THE RECORDS
..............................
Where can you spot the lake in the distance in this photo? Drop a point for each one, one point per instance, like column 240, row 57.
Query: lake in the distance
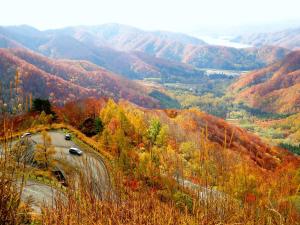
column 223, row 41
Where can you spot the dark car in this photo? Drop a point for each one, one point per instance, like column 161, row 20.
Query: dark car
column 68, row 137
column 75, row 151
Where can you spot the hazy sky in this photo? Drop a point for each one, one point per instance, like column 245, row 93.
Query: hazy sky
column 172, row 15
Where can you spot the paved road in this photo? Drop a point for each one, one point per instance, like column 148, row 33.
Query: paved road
..............................
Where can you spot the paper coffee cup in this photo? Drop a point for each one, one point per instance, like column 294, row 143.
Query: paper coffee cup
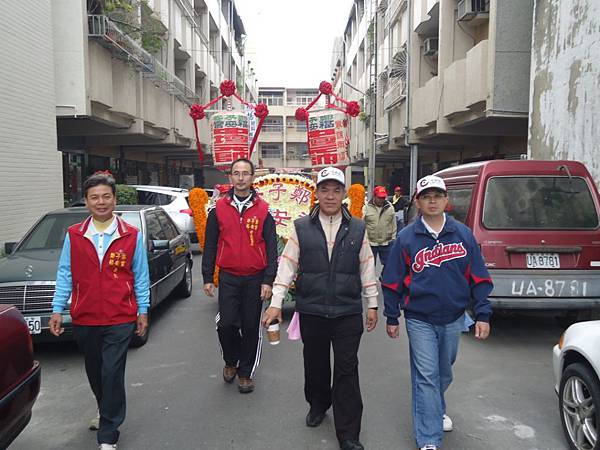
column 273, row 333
..............................
YOUR OBJECTIVE
Using the data above, transcribe the lines that run from the line with "Query: hazy sky" to the line with "Query: paved road", both ends kept, and output nothing else.

OUTPUT
Query: hazy sky
column 172, row 15
Where can you spot the paved road in this photo? Drop a point for each one, one point per instance, like column 148, row 33.
Query: paved road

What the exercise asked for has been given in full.